=== Records to use ===
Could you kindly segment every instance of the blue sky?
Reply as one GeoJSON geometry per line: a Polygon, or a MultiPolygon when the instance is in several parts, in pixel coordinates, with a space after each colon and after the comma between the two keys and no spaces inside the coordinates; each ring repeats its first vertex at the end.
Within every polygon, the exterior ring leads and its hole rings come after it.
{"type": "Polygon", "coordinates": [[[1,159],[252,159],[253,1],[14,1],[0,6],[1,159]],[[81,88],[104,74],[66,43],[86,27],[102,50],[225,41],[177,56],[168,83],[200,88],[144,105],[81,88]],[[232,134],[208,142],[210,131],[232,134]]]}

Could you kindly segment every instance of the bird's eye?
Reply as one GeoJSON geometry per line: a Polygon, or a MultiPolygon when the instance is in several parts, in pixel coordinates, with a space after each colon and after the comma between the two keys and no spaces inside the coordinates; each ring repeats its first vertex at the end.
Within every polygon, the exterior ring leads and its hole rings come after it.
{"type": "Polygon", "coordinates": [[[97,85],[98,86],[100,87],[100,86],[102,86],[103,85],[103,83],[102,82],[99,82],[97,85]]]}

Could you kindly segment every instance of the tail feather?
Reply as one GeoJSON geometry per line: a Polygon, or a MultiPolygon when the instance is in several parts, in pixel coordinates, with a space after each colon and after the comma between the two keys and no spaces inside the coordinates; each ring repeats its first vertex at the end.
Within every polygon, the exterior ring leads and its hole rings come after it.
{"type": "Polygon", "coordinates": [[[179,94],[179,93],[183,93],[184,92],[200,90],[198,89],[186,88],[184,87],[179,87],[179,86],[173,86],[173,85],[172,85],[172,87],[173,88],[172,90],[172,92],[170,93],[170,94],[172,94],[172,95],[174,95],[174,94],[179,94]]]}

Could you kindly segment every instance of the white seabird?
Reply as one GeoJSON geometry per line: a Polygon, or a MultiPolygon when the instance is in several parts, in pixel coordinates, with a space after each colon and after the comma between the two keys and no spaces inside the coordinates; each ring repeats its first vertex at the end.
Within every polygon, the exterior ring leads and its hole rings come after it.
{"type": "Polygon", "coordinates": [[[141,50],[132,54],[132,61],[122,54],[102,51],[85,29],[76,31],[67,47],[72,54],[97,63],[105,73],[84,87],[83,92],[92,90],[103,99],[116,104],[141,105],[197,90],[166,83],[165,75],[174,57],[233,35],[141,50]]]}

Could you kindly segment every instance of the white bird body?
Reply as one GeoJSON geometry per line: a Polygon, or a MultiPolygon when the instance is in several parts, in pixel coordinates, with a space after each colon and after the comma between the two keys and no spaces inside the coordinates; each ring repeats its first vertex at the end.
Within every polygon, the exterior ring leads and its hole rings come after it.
===
**Short problem**
State how many of the lines above contain the string "segment", counting only matches with the same case. Give the number alone.

**Response for this exercise**
5